• [Directive]
Answer these questions using the music festival review below.
(a) What title did Team Me win in 2011?
(b) What city is Saintseneca from?
(c) What song did Blondie play as a cover directly after "Rapture"?

• [Text for analysis]
+===+
European disunion and other discontents. You probably didn't know there was a Norwegian Grammys and you probably didn't know that a schizophrenically attired (tie-dye to vintage cute to skater kid) band named Team Me was victorious in 2011 for "Best Pop Group of the Year." The lesson in this case is that had St. Louis' Gentleman Auction Band survived and moved to Norway, they would have been accepted as indie-pop gods. Much better was preceding band on Thursday night at the Berlin Music Week showcase, Simian Ghost, a trio replete with cool, subway-found sound samples and a blurry daze-pop delivery.
Nightmare on dulcimer street. At the Anti- Records showcase at Bungalow in the hip (if you're a bro) Rainey Street district, Saintseneca, a neo-folk pop band from Columbus, Ohio, stomped on personalized wood platforms and swapped instruments, giving every other member a chance to torture the sound man with a backpack dulcimer. With the fine album Dark Arc due out in April, Saintseneca plunged handlebar-mustache-first into one of the worst sounding and tentatively delivered sets of my SXSW 2014. It would have been unlistenable if it had actually been hearable over a wholly disinterested patio crowd.
Yahoo isn't dead yet. It isn't even drunk yet. The ample space of Brazos Hall was decked out with Flickr and Smithsonian Channel propaganda and a dozen bartenders serving complimentary wine and beer as Gary Numan channeled the black soul of Trent Reznor because Numan's own robot soul wasn't responding to pings. Not a bad trade, as Numan embraced industrialism like a lover's corpse and even made "Cars" sound more delicously depressing than in 1979. Who would want to follow such angsty noise? Probably not Blondie, but follow it it did, with an impressive if shrilly mixed set of marginal new material and unassailable hits, notably "Call Me," "Hanging on the Telephone" and "Rapture," which went straight into a cover of "Fight For Your Right to Party." Vintage Vinyl's Jim Utz might have predicted that (he was all smiles in the front row); I did not. A well-wigged Ms. Harry has no use for Spanx nor for Auto-Tune, and she can still hit the high notes on "Rapture" and still stalk a stage like a rock icon. And the band -- including Chris Stein and Clem Burke -- played with cool zest and punchy power. A clear highlight of night three.
+===+
• [Study material]
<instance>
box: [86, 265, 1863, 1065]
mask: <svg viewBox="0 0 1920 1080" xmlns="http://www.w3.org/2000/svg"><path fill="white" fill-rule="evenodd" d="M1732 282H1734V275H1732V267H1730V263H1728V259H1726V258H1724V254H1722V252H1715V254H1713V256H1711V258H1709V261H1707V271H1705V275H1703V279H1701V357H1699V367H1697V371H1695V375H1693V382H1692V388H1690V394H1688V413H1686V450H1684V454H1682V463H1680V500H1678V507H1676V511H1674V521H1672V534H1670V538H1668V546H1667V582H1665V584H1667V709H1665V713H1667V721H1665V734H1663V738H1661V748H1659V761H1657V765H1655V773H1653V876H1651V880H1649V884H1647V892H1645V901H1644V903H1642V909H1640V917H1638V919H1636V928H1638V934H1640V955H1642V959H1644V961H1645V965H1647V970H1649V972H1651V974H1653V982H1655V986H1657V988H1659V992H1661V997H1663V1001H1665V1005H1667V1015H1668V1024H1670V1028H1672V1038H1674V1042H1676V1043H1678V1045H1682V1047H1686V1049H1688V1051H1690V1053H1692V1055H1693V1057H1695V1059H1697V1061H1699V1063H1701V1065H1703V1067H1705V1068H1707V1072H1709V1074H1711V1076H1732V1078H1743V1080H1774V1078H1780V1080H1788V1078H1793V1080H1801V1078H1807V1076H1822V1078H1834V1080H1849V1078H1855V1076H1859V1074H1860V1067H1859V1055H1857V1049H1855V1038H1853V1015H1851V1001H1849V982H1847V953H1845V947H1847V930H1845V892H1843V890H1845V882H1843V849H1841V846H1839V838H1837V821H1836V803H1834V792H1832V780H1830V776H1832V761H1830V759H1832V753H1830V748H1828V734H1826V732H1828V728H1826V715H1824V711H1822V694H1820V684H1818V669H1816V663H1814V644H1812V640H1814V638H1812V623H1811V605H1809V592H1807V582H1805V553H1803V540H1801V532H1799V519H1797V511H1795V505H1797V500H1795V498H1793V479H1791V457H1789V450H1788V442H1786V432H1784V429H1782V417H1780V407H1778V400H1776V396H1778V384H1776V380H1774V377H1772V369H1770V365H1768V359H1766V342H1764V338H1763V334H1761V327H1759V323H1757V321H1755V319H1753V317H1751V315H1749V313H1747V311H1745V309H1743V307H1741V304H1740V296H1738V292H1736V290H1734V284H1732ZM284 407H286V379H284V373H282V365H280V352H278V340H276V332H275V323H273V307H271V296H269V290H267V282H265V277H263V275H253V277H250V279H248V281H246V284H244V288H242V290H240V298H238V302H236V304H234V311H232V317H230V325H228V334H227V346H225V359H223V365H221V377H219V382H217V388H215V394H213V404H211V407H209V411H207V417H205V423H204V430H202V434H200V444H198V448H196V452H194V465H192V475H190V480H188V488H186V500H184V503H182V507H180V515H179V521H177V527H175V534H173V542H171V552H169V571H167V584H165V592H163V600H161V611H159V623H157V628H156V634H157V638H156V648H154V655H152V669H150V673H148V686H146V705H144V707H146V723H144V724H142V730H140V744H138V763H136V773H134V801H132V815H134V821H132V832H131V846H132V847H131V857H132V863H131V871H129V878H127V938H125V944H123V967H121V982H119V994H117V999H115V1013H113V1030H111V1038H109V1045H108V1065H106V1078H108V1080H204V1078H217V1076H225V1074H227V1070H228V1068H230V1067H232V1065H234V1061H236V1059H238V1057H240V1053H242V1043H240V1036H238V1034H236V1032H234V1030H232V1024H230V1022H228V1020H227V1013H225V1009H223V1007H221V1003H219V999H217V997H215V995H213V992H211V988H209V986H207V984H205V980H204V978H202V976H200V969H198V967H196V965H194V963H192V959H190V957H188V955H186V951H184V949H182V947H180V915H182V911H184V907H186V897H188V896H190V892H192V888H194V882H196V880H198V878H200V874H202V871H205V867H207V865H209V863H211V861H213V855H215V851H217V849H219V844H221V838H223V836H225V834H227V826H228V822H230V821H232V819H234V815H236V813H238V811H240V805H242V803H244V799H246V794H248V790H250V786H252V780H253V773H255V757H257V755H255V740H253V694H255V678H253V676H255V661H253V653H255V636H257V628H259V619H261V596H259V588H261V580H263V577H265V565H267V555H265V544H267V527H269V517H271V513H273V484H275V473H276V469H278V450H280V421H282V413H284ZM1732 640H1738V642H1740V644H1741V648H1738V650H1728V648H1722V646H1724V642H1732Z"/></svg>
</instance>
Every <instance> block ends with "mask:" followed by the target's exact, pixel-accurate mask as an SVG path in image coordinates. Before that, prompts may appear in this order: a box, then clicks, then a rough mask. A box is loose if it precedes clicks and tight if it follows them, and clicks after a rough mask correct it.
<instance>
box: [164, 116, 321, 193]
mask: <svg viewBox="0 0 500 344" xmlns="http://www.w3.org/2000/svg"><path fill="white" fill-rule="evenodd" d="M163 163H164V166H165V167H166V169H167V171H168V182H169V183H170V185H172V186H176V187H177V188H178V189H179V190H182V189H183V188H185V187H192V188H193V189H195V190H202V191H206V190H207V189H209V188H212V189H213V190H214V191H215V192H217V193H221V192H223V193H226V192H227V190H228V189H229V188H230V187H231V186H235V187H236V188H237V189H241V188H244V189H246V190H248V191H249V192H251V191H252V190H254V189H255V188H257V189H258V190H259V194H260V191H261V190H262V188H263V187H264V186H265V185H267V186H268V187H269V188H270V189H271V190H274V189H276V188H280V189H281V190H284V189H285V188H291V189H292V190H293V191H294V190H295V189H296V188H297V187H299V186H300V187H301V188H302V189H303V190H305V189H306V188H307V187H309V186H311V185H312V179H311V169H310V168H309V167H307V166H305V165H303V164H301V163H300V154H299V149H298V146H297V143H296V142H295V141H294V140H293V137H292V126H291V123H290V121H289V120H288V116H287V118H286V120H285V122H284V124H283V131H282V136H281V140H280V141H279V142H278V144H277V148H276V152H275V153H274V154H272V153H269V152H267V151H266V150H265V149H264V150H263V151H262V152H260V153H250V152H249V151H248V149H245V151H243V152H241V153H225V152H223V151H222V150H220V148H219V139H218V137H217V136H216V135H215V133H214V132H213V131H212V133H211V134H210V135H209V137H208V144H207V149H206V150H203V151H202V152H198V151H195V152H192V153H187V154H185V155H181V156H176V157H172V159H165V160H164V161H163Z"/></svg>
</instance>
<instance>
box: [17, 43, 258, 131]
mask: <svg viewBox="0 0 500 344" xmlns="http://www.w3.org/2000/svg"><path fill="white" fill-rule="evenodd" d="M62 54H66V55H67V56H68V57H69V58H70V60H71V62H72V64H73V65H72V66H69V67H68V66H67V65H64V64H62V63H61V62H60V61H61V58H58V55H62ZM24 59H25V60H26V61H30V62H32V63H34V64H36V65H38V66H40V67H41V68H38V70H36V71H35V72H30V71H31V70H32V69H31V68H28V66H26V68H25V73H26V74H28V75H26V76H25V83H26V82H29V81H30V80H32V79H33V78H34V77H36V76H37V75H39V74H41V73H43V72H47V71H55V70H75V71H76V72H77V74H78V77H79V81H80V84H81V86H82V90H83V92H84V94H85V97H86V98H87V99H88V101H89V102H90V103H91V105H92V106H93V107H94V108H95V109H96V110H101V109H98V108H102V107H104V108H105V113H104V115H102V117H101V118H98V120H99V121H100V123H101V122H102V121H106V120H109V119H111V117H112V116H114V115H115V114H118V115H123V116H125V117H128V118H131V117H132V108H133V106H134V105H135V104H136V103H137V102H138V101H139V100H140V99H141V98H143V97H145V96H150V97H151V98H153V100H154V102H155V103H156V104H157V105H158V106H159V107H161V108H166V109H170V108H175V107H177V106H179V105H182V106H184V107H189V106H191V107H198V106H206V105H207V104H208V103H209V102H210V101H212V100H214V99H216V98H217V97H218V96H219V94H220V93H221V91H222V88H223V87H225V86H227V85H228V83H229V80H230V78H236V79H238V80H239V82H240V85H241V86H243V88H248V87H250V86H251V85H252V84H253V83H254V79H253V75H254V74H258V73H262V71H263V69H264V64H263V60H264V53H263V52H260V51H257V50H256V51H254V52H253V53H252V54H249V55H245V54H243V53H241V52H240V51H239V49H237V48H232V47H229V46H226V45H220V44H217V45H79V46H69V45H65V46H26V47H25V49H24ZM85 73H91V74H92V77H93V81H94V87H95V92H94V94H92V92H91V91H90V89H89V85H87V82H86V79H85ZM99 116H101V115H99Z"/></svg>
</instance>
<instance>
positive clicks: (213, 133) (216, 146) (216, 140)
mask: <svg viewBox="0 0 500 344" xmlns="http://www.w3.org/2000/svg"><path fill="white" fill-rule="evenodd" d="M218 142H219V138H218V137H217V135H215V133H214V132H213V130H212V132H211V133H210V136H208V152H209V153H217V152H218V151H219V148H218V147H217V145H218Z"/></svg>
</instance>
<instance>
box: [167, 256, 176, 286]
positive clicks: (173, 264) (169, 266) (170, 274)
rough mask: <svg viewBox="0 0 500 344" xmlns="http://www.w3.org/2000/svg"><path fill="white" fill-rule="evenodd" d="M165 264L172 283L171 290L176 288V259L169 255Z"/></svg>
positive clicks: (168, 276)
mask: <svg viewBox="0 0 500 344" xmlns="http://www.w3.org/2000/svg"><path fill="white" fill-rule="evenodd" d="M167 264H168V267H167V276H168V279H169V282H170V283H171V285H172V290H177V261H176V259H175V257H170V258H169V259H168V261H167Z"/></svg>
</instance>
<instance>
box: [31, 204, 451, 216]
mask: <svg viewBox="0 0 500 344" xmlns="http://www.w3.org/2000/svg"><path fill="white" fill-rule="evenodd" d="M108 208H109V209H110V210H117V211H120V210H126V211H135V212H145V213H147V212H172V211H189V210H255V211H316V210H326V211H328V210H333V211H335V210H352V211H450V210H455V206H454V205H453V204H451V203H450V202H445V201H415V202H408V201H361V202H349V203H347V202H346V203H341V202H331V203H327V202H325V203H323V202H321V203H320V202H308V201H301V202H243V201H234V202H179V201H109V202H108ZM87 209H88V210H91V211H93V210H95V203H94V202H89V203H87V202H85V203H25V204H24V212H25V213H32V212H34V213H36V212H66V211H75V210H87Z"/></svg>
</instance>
+===+
• [Output for this task]
(a) "Best Pop Group of the Year" at the Norwegian Grammys
(b) Columbus, Ohio
(c) "Fight For Your Right to Party"